%%

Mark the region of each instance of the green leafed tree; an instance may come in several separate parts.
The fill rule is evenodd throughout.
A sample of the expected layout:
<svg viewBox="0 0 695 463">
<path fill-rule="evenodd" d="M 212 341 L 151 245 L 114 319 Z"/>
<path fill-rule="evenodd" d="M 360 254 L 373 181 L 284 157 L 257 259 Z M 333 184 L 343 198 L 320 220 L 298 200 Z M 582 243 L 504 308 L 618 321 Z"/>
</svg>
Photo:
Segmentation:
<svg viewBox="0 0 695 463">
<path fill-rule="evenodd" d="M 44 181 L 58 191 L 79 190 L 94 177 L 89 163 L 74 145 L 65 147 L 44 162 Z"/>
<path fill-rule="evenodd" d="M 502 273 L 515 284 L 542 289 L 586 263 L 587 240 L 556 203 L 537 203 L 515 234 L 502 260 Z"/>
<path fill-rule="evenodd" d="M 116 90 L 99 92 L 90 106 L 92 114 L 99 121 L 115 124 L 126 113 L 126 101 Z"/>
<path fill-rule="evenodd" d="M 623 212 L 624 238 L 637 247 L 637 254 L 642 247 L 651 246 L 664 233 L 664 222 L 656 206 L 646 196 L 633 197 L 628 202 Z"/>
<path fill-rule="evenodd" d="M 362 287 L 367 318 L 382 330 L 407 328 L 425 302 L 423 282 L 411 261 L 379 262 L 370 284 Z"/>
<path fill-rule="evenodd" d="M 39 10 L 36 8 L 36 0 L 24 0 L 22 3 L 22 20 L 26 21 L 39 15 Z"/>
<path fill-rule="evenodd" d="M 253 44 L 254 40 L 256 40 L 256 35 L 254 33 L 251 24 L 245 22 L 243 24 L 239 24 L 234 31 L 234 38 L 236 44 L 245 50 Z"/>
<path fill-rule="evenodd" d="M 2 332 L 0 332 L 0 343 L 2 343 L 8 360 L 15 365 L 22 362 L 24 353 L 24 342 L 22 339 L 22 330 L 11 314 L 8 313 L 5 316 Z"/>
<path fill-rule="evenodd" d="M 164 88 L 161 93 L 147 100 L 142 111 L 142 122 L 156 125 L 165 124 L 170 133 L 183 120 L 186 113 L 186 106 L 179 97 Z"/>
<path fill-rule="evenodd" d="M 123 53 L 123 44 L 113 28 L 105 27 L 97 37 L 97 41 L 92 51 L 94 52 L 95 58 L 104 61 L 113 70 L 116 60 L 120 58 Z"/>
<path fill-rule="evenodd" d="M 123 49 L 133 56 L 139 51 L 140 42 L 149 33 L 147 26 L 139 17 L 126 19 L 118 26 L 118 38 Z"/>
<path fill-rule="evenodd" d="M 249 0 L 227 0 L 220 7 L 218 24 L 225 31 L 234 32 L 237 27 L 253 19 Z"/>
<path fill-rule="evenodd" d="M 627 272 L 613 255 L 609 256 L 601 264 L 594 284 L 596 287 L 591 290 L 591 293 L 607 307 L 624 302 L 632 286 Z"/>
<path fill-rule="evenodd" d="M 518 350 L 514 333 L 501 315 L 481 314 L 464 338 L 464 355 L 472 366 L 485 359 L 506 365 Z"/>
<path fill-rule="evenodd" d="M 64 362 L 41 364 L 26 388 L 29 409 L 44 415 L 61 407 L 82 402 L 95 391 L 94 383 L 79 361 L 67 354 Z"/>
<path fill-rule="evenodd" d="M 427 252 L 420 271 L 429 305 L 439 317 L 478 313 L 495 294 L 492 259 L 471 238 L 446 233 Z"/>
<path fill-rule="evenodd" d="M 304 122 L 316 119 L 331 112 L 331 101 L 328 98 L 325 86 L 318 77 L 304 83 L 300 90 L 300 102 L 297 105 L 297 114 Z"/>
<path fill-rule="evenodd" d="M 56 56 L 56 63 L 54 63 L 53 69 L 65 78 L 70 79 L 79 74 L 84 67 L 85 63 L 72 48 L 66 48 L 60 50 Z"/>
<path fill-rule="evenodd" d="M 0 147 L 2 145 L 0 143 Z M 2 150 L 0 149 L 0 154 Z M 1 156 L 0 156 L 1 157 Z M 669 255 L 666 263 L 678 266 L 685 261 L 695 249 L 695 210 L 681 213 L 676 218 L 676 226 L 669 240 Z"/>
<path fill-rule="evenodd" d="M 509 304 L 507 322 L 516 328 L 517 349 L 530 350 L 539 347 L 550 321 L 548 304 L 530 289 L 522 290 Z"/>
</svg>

%%
%%

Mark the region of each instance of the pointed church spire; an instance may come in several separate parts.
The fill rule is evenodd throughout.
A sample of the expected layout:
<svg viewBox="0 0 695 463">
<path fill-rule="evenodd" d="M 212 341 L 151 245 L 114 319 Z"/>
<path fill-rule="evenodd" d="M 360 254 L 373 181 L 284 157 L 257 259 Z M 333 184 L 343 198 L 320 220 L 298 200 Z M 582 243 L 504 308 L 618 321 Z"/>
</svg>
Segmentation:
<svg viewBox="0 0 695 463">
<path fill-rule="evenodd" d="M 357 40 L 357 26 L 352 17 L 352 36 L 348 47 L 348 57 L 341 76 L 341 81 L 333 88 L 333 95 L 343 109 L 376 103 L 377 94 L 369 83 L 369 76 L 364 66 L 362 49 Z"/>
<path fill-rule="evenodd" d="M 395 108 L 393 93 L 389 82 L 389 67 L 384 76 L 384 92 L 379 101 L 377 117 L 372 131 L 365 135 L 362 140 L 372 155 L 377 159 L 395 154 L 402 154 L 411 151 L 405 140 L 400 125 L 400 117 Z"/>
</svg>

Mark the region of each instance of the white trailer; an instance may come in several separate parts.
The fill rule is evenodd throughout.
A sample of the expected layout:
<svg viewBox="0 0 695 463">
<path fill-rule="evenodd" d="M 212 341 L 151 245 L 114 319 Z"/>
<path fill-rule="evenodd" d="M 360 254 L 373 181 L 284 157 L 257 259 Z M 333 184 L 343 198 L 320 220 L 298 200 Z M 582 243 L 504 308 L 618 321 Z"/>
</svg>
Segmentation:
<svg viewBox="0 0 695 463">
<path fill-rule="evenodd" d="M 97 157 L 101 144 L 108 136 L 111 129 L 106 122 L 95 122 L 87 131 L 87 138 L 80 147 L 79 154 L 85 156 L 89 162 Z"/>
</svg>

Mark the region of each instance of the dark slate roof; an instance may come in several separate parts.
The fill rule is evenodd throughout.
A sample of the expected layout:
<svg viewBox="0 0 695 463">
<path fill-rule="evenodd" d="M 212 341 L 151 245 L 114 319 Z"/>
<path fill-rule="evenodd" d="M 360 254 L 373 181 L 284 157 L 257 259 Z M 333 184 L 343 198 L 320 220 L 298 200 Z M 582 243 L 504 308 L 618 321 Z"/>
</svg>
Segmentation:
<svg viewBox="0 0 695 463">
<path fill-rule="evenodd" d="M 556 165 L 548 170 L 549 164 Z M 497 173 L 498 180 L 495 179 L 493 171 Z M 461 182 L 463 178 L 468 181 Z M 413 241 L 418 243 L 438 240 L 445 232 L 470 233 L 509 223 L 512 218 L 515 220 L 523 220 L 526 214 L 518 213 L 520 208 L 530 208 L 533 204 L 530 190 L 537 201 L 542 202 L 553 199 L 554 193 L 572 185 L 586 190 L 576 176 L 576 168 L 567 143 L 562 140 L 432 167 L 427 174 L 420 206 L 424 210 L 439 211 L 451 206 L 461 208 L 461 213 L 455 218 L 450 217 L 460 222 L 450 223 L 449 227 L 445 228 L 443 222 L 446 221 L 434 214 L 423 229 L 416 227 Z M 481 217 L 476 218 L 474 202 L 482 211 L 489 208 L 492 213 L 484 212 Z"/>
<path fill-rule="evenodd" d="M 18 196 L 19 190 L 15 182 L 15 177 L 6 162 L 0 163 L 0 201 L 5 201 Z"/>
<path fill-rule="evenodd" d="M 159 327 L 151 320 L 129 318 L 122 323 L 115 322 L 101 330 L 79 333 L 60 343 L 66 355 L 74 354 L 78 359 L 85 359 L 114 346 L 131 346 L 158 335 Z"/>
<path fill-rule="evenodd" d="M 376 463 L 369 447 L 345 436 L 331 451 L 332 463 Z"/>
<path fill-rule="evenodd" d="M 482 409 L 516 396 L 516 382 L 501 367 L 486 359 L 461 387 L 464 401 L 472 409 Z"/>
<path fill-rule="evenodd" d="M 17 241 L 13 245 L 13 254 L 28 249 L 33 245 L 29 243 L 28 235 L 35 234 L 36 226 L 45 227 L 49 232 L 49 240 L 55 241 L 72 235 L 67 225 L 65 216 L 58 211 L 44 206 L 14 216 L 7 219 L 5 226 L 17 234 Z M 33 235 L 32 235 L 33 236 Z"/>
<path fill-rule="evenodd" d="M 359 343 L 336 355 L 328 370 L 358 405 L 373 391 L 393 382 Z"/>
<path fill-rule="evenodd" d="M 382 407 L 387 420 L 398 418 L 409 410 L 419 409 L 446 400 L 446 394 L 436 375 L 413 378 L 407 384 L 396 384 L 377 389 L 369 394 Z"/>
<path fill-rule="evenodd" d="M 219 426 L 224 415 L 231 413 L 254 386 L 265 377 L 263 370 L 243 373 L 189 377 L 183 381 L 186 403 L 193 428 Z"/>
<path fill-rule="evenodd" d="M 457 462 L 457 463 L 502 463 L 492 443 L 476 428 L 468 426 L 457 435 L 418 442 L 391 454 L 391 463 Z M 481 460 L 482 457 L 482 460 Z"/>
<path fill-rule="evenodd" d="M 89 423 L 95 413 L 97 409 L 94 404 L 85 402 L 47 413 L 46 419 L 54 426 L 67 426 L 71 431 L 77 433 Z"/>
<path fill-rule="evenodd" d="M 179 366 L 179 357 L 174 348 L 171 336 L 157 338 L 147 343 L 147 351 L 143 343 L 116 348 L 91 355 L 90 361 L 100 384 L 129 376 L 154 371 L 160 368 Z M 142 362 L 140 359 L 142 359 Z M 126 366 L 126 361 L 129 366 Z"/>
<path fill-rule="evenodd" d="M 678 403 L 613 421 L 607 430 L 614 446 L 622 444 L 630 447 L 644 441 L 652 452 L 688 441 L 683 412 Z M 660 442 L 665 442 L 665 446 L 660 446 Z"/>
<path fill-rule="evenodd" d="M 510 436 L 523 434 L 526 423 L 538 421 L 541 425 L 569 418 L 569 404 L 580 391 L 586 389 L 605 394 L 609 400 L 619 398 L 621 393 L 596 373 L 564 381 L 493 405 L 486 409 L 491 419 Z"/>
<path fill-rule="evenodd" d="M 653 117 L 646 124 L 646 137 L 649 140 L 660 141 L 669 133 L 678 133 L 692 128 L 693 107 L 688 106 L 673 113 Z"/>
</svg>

%%

▶ Required work
Copy out the data starting with the line containing "Mark the region of each instance of the green" and going on through the line containing "502 273 L 515", both included.

▶ Solution to the problem
Mark the region of each instance of the green leafed tree; an instance may come in several separate parts.
The fill rule is evenodd throughout.
A sample of the expected layout:
<svg viewBox="0 0 695 463">
<path fill-rule="evenodd" d="M 212 341 L 151 245 L 114 319 Z"/>
<path fill-rule="evenodd" d="M 360 254 L 373 181 L 284 157 L 257 259 Z M 333 184 L 343 198 L 320 220 L 298 200 Z M 582 243 L 504 308 L 618 321 Z"/>
</svg>
Photo:
Segmentation:
<svg viewBox="0 0 695 463">
<path fill-rule="evenodd" d="M 44 181 L 58 191 L 79 190 L 94 177 L 89 163 L 74 145 L 65 147 L 44 162 Z"/>
<path fill-rule="evenodd" d="M 502 273 L 515 284 L 542 289 L 586 263 L 587 240 L 556 203 L 537 203 L 515 234 L 502 260 Z"/>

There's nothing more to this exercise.